Given task: Format the lines below as a Markdown table with two columns, Row and Line, giving each line its own numbered row and skipping any blank lines.

Data entries:
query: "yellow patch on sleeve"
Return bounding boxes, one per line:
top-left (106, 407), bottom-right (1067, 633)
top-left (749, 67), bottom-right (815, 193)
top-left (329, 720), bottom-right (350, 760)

Response to the task:
| Row | Line |
|---|---|
| 1 | query: "yellow patch on sleeve" |
| 2 | Return bounding boxes, one per line: |
| 3 | top-left (106, 407), bottom-right (1067, 633) |
| 4 | top-left (749, 67), bottom-right (815, 193) |
| 5 | top-left (329, 720), bottom-right (350, 760) |